# GIVEN REQUEST 1
Copy out the entries word for word, starting with the line that contains "I'm trying to determine whether the bow" and going through the final line of the entries.

# TEXT TO READ

# Anyone know where I can purchase pdf film sheet music?



## JimDiGritz (Dec 22, 2022)

I'd love to analyse some more film scores but can only find the paper versions to buy. Sadly with shipping and import duties to the UK they cost upwards of $110 each and will take weeks to arrive.

I'm happy to pay c.$50 for a pdf version of the fulll orchestral scores, has anyone found a publisher that offers this?


----------



## Gil (Dec 23, 2022)

Hello,
You can find film music scores based in the UK at Chris Siddall at 85$.
Also, James Horner's Willow score has been re-released as digital download: with some code I paid only around 50$!
Regards,
Gil.


----------



## JimDiGritz (Dec 23, 2022)

Gil said:


> Hello,
> You can find film music scores based in the UK at Chris Siddall at 85$.

# RECORD EXCERPTS

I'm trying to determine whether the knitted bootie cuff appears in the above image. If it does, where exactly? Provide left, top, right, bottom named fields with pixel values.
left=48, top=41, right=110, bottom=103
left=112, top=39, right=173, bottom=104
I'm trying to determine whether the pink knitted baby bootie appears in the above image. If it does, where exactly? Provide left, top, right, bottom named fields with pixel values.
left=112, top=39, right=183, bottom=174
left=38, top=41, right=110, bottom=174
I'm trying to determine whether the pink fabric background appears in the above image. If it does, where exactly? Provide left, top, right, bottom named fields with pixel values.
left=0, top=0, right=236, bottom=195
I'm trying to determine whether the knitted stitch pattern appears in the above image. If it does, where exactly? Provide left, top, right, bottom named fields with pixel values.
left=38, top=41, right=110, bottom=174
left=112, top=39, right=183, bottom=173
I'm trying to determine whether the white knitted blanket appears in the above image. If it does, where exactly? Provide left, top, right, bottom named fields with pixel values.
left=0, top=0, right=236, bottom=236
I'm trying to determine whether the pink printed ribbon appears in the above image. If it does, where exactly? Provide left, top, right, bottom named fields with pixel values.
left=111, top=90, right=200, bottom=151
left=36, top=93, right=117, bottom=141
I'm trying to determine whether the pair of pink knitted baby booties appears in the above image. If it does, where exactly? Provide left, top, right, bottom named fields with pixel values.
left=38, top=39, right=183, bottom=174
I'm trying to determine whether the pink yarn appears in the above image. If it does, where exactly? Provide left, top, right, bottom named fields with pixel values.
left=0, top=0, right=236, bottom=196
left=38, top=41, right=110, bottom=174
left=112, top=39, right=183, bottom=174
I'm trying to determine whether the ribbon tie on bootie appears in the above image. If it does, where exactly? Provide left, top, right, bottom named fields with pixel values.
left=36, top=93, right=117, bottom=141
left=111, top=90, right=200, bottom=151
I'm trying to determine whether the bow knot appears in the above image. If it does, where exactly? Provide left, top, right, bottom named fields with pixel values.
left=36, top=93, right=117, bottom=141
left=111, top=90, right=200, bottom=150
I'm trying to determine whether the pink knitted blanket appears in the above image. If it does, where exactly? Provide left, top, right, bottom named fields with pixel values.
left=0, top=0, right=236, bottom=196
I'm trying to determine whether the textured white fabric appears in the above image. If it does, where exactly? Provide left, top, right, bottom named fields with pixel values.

# GIVEN REQUEST 2
Resume the forum thread about buying film scores as PDFs, picking up right after its last line.

# EXERCISE OUTPUT 1
I'm trying to determine whether the bow knot appears in the above image. If it does, where exactly? Provide left, top, right, bottom named fields with pixel values.
left=36, top=93, right=117, bottom=141
left=111, top=90, right=200, bottom=150
I'm trying to determine whether the pink knitted blanket appears in the above image. If it does, where exactly? Provide left, top, right, bottom named fields with pixel values.
left=0, top=0, right=236, bottom=196
I'm trying to determine whether the textured white fabric appears in the above image. If it does, where exactly? Provide left, top, right, bottom named fields with pixel values.

# EXERCISE OUTPUT 2
> Also, James Horner's Willow score has been re-released as digital download: with some code I paid only around 50$!
> Regards,
> Gil.


Thanks! I'd forgotten that Chris Siddall was UK based... still a pdf that I could reprint and scrawl over would be great!


----------



## JimDiGritz (Dec 24, 2022)

I'd also like to admit my own mistake in case anyone else finds this thread!

Chris Siddall DOES sell digital/pdf film scores! Sadly not everything and mostly just single tracks, but am going to buy some now!!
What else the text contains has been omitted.